Image point annotation entries:
▬▬▬▬▬▬▬▬▬▬
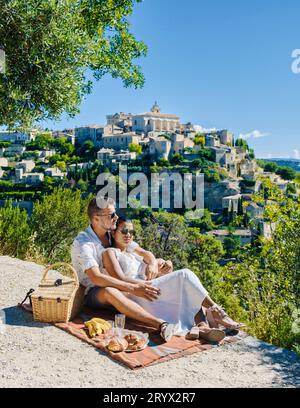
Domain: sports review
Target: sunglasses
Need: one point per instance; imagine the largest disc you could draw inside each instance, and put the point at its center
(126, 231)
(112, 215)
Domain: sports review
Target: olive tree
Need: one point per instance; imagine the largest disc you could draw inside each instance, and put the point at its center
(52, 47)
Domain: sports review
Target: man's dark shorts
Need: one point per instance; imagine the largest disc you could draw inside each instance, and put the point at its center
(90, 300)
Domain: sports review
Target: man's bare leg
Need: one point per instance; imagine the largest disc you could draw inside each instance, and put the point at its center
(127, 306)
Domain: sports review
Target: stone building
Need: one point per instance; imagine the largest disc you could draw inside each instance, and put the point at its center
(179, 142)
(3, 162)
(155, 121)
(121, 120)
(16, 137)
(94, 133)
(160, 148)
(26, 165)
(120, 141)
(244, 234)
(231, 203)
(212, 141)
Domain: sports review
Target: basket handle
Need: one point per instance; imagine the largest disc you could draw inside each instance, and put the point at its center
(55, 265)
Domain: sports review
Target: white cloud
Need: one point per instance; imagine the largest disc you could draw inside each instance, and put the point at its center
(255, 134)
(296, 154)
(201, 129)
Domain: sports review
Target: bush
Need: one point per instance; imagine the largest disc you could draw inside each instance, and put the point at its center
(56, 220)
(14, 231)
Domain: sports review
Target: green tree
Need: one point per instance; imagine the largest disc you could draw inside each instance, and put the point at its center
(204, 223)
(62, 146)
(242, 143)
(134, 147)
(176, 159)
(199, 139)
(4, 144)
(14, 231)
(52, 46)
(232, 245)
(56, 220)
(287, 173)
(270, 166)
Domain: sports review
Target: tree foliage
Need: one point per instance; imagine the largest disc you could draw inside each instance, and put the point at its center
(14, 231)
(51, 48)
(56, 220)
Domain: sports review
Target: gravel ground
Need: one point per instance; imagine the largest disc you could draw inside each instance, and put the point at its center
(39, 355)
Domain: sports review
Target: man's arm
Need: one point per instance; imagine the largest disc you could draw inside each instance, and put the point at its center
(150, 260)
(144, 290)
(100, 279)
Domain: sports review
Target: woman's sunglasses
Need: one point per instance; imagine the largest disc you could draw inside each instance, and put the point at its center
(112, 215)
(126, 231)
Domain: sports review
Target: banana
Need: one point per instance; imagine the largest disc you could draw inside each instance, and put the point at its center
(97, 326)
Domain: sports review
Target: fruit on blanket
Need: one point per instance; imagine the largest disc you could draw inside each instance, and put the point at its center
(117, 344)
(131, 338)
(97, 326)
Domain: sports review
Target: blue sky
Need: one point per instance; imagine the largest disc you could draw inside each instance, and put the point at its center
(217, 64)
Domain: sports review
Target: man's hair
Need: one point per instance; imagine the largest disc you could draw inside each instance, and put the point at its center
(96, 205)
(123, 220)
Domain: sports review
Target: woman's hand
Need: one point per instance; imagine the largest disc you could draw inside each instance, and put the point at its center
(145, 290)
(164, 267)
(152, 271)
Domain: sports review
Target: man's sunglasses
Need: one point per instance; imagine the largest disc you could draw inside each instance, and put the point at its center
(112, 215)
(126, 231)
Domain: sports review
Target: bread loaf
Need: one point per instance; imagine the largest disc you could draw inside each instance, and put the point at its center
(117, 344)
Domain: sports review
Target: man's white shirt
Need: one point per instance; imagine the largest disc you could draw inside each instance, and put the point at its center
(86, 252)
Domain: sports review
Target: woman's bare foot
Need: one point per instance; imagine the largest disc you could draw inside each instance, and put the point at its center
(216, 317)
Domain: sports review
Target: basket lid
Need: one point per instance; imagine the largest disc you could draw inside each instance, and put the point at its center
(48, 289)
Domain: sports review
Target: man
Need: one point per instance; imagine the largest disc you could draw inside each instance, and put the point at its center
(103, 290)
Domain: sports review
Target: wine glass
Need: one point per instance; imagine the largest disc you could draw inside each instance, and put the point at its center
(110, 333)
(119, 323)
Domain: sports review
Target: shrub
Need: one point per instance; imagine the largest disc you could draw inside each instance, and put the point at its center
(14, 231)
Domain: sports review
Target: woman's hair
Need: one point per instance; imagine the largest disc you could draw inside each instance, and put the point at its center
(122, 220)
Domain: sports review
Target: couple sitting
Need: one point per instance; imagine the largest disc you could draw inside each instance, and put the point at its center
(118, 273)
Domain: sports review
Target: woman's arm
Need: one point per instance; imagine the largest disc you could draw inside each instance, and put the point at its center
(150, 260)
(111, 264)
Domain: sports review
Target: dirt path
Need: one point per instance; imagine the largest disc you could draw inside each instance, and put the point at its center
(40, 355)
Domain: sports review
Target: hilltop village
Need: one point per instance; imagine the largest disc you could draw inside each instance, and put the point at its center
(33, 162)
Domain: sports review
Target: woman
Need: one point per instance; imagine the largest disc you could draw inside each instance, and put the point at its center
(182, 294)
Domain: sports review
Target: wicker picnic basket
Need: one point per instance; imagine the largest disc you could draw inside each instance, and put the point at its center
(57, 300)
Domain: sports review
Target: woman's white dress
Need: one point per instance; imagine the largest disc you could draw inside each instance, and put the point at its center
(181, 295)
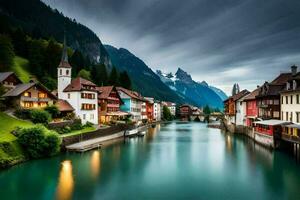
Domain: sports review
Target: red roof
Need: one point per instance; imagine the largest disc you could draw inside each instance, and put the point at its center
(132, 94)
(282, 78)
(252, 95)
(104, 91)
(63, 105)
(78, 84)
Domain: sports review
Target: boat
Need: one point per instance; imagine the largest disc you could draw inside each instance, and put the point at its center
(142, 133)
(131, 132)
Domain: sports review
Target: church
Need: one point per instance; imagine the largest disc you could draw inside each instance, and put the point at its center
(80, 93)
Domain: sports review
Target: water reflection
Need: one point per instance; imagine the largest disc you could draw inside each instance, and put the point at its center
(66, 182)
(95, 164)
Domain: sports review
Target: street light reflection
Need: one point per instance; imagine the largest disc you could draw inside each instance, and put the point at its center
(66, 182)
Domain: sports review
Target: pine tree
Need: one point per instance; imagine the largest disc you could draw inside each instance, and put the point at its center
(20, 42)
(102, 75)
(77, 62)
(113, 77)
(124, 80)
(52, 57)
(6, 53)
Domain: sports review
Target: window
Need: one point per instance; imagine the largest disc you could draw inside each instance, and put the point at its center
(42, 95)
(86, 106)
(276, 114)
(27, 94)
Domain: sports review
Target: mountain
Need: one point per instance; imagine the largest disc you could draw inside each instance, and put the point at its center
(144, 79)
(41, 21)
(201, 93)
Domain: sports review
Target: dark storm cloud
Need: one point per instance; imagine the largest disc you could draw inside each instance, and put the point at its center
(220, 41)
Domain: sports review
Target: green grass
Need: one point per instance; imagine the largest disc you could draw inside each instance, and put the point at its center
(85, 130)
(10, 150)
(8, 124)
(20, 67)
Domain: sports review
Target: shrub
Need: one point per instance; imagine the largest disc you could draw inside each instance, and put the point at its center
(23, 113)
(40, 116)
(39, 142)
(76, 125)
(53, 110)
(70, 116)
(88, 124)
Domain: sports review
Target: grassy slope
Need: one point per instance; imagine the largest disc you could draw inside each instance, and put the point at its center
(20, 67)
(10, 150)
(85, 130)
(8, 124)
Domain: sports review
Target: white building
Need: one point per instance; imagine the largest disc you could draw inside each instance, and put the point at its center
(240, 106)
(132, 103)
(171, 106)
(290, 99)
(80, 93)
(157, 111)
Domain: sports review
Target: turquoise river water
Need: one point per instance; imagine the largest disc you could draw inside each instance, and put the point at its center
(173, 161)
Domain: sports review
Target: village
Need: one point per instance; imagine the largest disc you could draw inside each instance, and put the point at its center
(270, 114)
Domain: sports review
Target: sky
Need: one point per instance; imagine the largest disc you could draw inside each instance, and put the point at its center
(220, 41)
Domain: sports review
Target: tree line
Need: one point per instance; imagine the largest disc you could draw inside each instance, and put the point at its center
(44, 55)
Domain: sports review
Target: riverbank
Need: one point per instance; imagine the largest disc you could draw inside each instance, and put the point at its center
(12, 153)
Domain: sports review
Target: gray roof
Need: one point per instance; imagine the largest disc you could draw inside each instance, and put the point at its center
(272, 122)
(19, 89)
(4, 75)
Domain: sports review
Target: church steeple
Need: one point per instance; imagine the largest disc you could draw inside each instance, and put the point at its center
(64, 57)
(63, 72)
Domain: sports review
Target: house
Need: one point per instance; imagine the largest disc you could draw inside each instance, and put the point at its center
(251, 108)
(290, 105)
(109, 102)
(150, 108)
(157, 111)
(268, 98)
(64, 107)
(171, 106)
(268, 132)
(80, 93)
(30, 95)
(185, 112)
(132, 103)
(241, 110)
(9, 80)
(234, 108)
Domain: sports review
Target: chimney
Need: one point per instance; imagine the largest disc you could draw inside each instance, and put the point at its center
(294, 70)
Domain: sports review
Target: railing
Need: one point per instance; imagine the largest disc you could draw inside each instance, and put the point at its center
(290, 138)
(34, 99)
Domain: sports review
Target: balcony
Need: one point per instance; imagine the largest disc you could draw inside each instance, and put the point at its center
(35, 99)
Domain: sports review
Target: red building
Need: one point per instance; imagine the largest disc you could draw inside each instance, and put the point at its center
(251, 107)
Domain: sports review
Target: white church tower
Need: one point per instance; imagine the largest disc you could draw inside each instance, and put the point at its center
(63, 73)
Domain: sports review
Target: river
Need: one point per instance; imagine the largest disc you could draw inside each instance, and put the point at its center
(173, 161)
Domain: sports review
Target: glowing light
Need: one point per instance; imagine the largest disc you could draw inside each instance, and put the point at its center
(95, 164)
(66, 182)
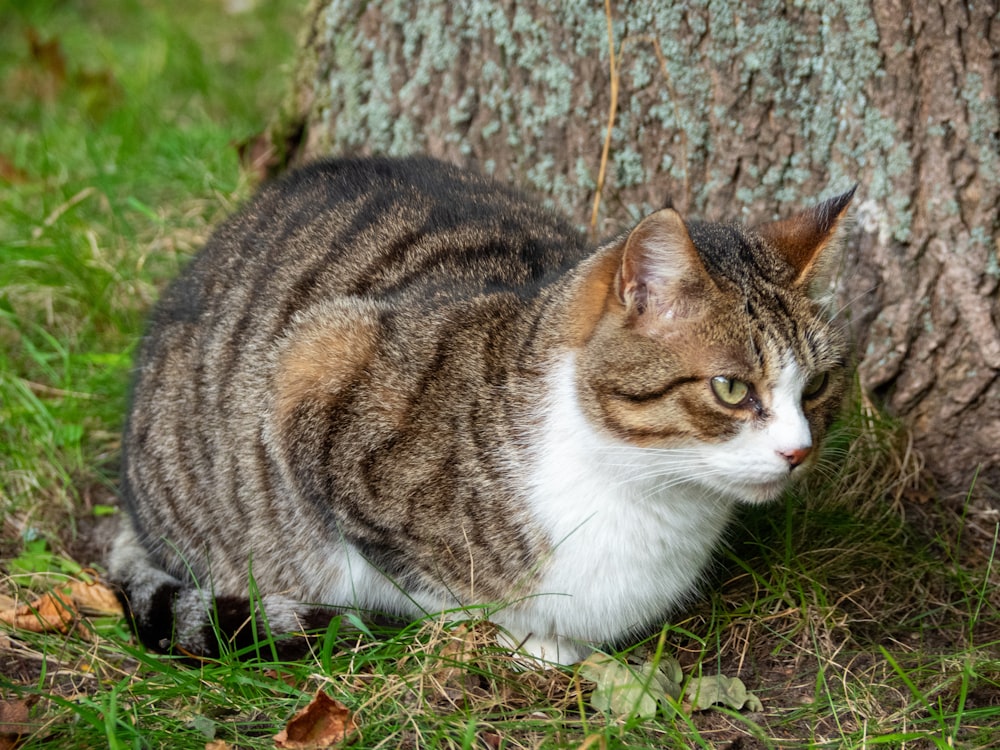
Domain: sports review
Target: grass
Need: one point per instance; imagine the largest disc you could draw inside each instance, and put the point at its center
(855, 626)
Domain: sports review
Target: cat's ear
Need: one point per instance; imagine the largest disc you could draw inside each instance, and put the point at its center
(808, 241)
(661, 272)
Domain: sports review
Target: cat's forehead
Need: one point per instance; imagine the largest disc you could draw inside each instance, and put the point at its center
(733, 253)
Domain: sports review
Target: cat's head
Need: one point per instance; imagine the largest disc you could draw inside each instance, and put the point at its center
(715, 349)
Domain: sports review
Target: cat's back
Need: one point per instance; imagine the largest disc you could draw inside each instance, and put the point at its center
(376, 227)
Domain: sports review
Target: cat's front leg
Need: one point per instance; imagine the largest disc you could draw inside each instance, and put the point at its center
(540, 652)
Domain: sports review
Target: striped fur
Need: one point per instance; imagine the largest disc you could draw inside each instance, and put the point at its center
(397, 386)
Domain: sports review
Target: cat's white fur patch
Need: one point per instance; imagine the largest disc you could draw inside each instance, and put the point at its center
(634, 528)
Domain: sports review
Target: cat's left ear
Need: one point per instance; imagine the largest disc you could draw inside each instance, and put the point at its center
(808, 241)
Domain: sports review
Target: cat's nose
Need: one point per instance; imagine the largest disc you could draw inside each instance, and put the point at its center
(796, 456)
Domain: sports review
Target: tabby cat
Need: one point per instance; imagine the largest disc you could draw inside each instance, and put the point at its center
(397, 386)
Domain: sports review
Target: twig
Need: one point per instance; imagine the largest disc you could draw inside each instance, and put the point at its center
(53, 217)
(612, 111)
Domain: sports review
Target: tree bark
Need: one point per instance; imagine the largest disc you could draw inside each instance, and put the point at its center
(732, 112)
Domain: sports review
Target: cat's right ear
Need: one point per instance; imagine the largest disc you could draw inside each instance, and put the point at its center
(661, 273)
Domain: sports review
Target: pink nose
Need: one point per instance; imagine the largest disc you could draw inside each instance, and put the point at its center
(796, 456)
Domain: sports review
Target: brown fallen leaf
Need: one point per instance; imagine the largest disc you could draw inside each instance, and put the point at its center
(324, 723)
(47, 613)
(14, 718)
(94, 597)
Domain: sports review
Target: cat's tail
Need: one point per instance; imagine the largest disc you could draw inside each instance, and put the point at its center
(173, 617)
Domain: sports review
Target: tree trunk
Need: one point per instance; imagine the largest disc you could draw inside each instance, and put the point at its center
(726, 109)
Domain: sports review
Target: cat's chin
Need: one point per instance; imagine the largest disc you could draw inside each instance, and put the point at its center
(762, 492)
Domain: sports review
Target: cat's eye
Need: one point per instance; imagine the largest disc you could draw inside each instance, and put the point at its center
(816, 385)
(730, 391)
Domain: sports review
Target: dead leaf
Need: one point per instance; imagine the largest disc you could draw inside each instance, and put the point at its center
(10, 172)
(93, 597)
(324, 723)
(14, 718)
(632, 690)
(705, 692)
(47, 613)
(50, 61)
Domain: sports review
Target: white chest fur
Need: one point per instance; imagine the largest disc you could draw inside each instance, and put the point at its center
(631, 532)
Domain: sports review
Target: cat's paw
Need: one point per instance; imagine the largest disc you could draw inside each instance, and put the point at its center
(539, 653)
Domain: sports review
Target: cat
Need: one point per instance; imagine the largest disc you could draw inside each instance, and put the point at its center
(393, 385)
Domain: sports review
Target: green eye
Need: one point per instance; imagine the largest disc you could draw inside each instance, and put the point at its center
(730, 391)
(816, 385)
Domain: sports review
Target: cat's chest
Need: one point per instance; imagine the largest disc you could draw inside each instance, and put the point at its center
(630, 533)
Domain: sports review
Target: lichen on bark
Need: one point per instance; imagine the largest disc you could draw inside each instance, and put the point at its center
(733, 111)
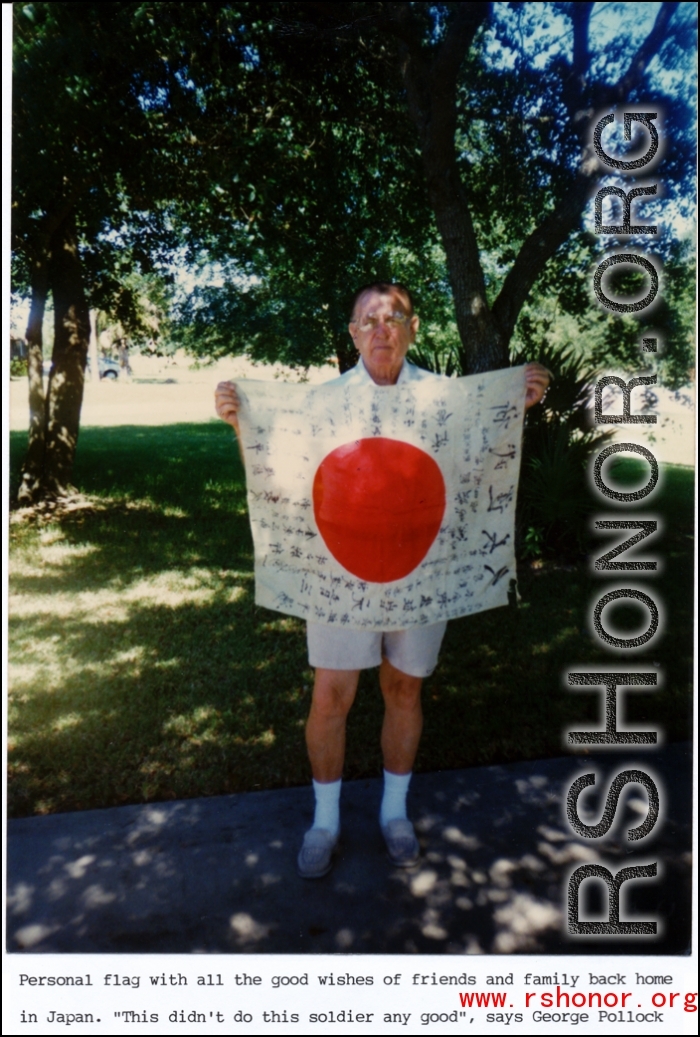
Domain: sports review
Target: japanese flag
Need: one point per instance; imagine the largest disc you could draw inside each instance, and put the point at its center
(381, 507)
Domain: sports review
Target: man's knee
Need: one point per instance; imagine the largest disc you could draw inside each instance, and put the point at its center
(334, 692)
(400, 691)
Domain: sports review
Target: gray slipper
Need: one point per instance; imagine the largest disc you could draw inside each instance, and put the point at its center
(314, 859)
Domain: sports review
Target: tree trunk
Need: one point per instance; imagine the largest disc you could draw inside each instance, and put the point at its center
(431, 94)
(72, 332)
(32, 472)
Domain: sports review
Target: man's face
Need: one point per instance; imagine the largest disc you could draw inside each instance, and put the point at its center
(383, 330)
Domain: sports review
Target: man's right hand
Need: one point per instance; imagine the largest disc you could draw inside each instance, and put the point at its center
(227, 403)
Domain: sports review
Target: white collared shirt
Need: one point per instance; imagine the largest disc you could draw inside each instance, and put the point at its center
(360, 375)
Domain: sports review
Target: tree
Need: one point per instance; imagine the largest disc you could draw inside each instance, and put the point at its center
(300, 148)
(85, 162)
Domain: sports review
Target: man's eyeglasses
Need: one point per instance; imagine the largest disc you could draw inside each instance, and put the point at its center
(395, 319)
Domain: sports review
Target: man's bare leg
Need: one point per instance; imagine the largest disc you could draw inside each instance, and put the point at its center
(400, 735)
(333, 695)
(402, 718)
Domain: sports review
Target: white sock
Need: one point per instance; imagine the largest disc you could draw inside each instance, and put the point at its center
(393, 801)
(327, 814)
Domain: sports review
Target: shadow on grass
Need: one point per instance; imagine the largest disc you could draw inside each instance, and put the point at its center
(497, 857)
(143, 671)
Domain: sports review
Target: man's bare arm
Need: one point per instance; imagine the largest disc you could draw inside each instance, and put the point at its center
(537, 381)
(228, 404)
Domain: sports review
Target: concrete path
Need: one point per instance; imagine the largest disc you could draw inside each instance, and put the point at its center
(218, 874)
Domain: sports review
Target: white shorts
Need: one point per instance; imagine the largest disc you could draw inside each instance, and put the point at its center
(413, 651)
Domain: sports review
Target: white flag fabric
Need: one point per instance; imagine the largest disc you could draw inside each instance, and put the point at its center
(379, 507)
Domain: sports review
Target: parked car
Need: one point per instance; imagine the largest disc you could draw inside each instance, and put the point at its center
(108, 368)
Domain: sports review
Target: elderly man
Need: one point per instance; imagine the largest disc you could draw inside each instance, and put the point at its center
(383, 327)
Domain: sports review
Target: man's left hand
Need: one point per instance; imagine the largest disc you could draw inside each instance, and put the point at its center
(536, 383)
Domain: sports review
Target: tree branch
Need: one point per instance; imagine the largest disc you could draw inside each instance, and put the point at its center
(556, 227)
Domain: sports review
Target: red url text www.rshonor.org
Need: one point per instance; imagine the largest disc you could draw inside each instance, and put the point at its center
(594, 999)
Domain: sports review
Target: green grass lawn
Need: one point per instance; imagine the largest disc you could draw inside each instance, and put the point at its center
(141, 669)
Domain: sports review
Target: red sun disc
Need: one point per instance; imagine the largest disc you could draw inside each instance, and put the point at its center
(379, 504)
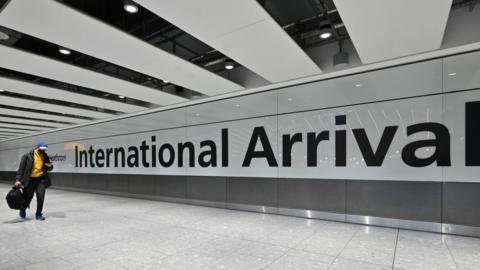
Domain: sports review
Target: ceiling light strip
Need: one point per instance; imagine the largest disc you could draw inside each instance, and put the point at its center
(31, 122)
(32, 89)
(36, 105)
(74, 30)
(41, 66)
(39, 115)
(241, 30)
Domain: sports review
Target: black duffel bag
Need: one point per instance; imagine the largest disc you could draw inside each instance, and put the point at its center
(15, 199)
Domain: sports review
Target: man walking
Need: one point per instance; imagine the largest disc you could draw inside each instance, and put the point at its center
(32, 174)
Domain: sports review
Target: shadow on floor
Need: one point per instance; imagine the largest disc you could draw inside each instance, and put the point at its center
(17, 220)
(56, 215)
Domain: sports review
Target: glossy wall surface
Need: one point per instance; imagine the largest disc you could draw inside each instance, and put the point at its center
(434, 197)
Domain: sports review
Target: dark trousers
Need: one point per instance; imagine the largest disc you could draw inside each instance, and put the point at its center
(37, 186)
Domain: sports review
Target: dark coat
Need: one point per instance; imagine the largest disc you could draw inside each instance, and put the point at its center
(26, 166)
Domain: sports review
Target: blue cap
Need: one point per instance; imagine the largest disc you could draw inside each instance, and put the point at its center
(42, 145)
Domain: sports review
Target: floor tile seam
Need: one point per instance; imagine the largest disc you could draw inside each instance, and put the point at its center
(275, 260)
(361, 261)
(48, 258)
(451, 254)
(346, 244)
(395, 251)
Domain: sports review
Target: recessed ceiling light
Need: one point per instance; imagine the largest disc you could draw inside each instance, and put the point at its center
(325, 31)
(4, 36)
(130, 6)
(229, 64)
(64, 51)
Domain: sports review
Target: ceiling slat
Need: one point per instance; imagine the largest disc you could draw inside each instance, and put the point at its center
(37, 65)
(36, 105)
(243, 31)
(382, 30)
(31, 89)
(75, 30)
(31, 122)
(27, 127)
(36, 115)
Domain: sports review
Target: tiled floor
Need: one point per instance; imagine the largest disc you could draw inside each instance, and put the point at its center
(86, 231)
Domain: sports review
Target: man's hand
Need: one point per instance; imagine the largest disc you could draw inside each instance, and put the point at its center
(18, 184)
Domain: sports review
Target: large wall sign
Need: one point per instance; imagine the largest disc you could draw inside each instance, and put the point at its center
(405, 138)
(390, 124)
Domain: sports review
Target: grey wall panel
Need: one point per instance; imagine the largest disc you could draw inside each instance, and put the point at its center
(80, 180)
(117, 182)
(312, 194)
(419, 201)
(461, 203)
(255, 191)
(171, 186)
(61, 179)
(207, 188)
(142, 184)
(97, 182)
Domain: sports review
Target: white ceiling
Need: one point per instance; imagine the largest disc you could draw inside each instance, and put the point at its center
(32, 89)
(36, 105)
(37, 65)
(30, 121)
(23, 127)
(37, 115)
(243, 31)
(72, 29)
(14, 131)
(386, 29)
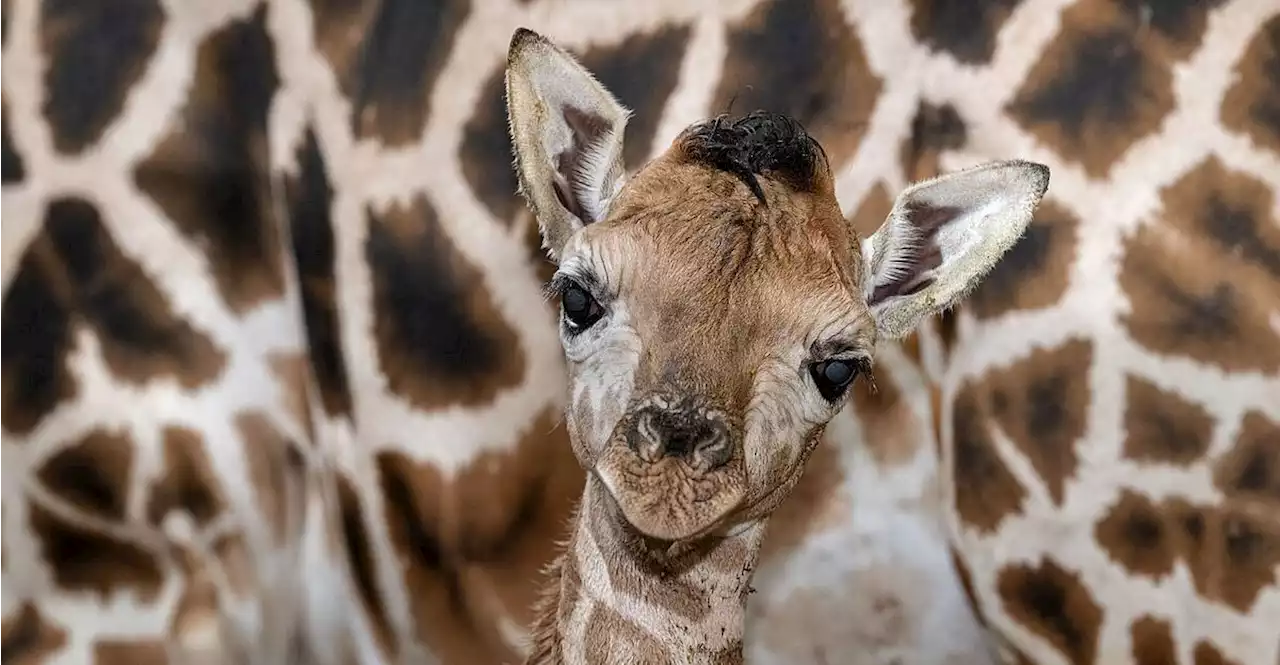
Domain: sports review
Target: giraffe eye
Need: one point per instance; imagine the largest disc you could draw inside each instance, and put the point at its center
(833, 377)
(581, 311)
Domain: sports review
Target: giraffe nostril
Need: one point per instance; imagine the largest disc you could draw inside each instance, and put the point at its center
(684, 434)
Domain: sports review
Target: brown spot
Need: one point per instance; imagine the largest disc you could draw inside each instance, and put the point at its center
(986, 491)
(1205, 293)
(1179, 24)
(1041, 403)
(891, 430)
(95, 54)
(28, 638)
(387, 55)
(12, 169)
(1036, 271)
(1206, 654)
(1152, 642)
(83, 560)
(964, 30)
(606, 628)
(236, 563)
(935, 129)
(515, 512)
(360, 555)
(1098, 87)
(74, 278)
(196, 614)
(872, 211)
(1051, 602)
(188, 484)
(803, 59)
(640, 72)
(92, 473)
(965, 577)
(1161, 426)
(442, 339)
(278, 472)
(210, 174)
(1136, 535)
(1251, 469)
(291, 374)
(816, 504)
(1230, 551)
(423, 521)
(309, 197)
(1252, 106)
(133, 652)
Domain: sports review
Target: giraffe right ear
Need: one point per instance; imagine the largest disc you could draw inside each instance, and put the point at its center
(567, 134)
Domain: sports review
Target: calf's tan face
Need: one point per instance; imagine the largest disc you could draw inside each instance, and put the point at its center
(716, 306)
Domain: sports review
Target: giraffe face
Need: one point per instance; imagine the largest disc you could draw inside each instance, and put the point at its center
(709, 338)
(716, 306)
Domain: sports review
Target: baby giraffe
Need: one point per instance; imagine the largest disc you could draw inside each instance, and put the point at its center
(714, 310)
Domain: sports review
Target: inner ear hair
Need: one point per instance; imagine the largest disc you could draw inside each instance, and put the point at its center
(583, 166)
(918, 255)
▬▬▬▬▬▬▬▬▬▬
Copy out each line in the rows above that contains the string "right". Only matches with the same uppercase and lowercase letters count.

● **RESULT**
Target: cat's right ear
Target: man's right hand
Target: giraffe right ear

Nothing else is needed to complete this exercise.